#### Work item:
Find the line with "point(75, 145)" in the entries below, then reproduce it and every line after it down to and including the line with "Target: mustache", exactly.

Referring expression pointing data
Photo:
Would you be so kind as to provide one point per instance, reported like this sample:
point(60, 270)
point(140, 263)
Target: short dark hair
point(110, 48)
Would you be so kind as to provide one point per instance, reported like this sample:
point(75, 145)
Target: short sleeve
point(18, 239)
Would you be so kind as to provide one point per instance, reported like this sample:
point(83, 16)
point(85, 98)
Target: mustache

--

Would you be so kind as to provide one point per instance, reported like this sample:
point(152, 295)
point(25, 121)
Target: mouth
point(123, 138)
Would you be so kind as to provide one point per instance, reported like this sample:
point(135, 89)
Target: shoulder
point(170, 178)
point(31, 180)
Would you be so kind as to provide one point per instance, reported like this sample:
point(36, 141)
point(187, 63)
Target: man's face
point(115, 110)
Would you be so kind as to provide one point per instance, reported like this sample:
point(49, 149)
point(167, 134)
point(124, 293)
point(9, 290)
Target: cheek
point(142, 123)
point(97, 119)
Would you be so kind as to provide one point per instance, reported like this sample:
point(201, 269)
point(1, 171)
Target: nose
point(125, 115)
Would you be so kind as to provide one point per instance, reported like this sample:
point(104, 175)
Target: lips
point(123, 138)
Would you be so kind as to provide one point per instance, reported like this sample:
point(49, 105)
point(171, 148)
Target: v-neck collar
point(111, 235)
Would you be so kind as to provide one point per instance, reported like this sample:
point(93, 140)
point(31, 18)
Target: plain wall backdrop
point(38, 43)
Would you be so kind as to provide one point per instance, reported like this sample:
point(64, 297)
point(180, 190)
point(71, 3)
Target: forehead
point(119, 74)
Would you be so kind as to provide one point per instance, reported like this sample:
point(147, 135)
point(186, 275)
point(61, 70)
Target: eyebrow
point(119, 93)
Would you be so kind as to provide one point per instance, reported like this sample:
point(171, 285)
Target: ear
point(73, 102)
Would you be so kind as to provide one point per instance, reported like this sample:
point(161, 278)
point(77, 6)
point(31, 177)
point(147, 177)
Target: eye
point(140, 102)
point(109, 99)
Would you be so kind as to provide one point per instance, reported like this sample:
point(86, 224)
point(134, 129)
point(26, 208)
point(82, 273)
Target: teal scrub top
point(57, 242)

#### Result:
point(75, 145)
Target: short sleeve
point(18, 239)
Would you be so kind as to provide one point per instance, reported like this sample:
point(83, 16)
point(85, 98)
Target: mustache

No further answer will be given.